No texto sobre as fotografias de Militão de Azevedo, substitua "retrógrada" por "ultrapassada" e transcreva a parte que começa nas palavras "Nesse sentido, a" e termina logo depois de "moderno e branco.".

▸ **Trecho do texto**:
☆ ☆ ☆ ☆

Nesse sentido, a série de fotografias
de Militão de Azevedo deixa evidente o movimento de representação da
escravidão: inicialmente (de 1860 até cerca de 1870), valorizadas e
naturalizadas pela sociedade, as negras eram expostas junto aos bebês de seu
senhor, representando até mesmo, pela sofisticação de sua aparência, o status
da casa da qual era propriedade. Já no fim do período escravista, passa a não
ser mais de “bom-tom”, tampouco adequado, associar os filhos da elite branca a
negras escravas. Isso porque, nesse momento, a escravidão passa a ser sinônimo
de uma instituição retrógrada que não se encaixa nas novas ambições de um
Brasil civilizado, moderno e branco.
Essa série de retratos das amas
expressa, dessa maneira, uma bela metáfora do que fora a escravidão no Brasil:
a princípio mostrada com orgulho, de rosto inteiro, depois escondida, em
segundo plano, desfocada e retocada, até ser completamente retirada do quadro
nacional. No entanto, mesmo encoberta, ela persistia nos hábitos consolidados
durante três séculos. Hábitos esses cultivados pela experiência da relação
íntima entre amas e crianças, que transmitiu uma memória de histórias, músicas,
receitas e cuidados com o corpo e o espírito que reverberam até os dias de
hoje.

☆ ☆ ☆ ☆

▸ **Dados fornecidos**:
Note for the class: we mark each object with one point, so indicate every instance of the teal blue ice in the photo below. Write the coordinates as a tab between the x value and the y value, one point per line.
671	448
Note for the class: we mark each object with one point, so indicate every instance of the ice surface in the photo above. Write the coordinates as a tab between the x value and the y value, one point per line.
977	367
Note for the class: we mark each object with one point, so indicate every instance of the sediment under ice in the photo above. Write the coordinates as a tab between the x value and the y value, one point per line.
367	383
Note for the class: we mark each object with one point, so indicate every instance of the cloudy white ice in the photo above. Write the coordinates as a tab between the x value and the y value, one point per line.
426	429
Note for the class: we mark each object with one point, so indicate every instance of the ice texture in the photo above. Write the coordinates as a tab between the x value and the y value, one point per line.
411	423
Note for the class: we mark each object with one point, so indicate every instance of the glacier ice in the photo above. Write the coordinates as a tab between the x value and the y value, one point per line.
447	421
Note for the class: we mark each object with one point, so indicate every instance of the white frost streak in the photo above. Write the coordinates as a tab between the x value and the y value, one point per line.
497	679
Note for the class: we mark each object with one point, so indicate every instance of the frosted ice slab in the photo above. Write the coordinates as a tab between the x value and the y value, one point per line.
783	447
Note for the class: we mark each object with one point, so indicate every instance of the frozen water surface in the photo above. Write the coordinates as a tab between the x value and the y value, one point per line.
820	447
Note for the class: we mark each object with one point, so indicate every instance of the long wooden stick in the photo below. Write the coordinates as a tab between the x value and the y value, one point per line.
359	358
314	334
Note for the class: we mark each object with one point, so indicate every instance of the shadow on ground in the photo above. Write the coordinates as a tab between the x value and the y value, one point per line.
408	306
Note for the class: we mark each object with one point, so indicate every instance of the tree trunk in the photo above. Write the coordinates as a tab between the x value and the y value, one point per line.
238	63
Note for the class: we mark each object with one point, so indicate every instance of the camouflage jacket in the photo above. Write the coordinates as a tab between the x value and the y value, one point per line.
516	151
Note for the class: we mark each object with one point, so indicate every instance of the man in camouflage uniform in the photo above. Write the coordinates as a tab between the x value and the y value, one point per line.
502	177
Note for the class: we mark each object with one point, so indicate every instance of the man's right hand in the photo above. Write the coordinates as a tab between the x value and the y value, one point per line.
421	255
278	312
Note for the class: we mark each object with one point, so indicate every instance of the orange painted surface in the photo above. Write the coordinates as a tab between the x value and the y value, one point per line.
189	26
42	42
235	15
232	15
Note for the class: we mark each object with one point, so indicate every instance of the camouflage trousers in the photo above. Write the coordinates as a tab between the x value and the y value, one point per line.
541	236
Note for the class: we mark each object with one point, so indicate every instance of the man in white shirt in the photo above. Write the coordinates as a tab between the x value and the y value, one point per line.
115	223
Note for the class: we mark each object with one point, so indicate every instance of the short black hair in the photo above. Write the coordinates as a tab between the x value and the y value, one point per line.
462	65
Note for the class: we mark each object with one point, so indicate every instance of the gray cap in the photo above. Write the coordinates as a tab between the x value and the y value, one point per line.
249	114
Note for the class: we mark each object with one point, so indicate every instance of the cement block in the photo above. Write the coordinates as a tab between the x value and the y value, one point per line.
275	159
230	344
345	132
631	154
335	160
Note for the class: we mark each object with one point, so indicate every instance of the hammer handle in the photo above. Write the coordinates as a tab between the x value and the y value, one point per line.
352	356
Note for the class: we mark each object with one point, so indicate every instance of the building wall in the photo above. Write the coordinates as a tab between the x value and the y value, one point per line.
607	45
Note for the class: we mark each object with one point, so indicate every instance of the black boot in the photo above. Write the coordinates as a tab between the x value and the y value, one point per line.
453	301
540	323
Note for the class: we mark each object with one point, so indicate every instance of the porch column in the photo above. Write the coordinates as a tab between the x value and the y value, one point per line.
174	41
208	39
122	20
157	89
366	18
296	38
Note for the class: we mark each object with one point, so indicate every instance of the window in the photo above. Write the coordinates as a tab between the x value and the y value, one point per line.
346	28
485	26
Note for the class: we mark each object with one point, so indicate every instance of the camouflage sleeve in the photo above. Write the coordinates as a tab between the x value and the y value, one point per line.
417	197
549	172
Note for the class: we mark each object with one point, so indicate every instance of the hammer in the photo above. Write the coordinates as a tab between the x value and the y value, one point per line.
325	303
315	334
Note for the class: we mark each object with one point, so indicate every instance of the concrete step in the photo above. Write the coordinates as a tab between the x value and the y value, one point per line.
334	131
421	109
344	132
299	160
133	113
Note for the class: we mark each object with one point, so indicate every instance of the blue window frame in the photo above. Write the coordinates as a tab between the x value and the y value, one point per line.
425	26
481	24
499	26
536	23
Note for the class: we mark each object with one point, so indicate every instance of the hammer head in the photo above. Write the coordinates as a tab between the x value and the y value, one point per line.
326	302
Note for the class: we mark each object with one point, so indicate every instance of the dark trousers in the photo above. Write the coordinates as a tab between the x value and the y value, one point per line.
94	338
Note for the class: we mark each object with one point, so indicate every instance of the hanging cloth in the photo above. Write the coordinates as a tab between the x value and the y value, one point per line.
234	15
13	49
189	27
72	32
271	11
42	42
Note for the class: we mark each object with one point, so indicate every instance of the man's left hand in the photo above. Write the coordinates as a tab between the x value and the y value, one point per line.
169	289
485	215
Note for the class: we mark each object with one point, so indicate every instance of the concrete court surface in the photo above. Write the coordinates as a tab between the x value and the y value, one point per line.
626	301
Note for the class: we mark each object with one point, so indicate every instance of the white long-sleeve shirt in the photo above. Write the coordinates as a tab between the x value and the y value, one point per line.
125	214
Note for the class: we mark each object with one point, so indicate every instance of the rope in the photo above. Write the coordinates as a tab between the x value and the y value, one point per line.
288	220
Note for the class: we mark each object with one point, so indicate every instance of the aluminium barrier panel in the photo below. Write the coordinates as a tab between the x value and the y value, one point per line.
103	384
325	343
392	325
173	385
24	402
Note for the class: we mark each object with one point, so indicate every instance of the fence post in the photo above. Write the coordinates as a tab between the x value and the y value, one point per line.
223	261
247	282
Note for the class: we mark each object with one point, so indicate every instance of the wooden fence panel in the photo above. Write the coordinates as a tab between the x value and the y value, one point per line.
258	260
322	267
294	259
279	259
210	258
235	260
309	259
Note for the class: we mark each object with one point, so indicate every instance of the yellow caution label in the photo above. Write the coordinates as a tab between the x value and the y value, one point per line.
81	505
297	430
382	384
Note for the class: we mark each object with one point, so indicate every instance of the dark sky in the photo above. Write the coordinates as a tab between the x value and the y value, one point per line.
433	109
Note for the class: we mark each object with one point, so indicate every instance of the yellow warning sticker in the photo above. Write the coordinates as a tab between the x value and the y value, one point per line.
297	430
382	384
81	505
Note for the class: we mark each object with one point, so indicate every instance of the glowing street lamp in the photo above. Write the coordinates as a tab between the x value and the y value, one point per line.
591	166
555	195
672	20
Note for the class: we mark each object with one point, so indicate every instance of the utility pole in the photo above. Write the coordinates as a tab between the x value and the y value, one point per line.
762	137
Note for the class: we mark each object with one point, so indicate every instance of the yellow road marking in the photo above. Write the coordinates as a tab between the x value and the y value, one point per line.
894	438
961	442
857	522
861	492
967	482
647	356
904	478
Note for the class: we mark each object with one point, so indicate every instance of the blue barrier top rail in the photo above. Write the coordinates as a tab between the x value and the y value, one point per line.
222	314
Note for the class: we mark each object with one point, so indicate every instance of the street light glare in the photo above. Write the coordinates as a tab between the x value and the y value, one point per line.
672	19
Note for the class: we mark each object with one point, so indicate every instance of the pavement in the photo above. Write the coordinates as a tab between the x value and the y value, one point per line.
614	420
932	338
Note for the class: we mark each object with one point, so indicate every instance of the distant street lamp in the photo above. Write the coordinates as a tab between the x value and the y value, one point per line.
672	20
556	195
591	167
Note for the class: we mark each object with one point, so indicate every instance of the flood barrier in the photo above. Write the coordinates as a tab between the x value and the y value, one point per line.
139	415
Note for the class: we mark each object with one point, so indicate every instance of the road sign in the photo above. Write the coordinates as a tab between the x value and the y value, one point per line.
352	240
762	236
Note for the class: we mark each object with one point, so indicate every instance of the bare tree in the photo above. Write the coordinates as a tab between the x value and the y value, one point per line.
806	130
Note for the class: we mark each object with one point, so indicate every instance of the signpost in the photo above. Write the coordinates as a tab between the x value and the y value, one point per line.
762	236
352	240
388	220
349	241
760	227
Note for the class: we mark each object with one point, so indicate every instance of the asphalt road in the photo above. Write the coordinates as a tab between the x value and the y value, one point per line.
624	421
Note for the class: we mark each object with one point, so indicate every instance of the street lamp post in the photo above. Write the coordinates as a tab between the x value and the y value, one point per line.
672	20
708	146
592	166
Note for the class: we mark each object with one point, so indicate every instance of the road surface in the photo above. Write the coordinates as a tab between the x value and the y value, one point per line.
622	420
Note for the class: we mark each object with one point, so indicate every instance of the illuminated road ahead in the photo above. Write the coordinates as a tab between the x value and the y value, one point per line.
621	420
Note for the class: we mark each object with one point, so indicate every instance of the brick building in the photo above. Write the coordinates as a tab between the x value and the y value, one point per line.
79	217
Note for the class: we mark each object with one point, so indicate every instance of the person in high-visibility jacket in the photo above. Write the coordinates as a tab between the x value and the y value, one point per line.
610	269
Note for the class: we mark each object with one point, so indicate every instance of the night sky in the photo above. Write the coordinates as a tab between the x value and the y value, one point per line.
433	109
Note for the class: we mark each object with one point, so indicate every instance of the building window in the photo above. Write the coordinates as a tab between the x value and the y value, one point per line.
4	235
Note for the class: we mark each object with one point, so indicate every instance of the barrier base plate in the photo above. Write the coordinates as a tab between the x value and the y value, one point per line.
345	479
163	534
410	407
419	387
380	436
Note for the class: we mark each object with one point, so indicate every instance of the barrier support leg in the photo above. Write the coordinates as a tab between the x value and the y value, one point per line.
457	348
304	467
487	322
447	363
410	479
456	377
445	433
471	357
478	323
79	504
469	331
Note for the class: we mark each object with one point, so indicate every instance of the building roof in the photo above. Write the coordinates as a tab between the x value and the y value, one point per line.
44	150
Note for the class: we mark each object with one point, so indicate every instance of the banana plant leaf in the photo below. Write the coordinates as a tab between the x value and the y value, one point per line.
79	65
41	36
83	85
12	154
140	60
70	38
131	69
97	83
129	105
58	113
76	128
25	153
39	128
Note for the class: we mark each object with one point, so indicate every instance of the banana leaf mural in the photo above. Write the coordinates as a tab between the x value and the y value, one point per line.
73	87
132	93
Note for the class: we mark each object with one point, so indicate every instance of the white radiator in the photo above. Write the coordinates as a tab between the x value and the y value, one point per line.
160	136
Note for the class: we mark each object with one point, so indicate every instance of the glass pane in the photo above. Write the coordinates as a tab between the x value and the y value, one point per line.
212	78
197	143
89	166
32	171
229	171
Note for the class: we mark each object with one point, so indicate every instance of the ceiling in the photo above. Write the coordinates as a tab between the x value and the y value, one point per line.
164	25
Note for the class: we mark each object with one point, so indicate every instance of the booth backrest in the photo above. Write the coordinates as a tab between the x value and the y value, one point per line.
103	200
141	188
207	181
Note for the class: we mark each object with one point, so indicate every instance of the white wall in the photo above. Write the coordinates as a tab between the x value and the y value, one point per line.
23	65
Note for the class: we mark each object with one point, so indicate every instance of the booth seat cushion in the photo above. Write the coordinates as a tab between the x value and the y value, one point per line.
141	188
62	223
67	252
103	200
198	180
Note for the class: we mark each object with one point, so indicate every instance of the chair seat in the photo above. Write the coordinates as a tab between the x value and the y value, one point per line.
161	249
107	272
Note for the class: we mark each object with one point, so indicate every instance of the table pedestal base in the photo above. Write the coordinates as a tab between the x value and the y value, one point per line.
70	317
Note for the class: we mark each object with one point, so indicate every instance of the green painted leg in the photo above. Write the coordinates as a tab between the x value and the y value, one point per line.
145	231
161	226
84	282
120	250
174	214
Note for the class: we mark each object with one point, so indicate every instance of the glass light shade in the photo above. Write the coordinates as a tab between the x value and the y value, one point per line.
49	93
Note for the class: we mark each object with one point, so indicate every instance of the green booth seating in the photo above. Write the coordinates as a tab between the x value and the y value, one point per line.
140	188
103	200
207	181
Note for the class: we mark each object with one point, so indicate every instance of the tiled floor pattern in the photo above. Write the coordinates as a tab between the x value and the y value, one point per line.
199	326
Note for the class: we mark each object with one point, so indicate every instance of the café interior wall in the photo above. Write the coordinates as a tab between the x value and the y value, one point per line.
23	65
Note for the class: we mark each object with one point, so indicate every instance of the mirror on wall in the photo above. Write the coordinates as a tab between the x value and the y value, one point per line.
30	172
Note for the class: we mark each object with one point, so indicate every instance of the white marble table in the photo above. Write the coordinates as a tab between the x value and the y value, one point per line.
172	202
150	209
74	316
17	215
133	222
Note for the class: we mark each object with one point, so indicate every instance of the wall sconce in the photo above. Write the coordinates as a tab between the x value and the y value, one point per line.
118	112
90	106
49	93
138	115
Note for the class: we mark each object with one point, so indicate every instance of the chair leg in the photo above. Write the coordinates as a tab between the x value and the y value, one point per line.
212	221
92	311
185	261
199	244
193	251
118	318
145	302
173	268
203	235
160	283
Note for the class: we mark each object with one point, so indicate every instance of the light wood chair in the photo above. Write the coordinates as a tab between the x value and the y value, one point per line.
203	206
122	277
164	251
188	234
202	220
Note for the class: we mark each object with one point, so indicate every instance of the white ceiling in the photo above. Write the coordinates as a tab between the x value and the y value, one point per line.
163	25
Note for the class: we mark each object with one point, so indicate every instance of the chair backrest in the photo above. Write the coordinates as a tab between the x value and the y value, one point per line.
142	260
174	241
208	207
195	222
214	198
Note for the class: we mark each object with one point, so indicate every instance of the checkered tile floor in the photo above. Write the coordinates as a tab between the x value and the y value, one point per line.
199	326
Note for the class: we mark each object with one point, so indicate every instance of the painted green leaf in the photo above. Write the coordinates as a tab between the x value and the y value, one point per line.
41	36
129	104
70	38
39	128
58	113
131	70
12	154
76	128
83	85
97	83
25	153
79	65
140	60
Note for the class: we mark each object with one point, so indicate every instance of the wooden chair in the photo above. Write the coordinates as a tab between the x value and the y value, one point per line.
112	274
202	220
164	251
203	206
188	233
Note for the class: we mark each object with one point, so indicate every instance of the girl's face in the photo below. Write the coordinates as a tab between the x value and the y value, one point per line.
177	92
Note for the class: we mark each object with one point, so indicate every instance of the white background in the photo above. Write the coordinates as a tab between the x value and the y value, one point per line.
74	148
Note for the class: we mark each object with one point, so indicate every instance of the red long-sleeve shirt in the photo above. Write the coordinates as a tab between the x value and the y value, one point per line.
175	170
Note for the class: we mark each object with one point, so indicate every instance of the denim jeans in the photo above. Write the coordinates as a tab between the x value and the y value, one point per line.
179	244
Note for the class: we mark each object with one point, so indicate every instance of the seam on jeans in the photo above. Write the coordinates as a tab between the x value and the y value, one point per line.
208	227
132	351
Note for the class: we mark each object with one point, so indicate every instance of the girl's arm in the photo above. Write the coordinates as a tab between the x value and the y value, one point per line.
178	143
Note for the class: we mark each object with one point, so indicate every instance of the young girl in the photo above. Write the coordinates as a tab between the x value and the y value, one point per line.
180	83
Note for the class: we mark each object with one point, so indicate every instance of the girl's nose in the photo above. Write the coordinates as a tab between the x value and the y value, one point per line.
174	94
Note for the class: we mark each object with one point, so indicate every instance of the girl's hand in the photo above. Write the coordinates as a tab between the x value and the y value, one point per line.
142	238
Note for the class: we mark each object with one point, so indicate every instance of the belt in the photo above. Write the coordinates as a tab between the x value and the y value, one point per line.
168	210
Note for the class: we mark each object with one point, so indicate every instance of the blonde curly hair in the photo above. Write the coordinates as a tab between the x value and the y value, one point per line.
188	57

☆ ☆ ☆ ☆

▸ **Resposta esperada**:
Nesse sentido, a série de fotografias
de Militão de Azevedo deixa evidente o movimento de representação da
escravidão: inicialmente (de 1860 até cerca de 1870), valorizadas e
naturalizadas pela sociedade, as negras eram expostas junto aos bebês de seu
senhor, representando até mesmo, pela sofisticação de sua aparência, o status
da casa da qual era propriedade. Já no fim do período escravista, passa a não
ser mais de “bom-tom”, tampouco adequado, associar os filhos da elite branca a
negras escravas. Isso porque, nesse momento, a escravidão passa a ser sinônimo
de uma instituição ultrapassada que não se encaixa nas novas ambições de um
Brasil civilizado, moderno e branco.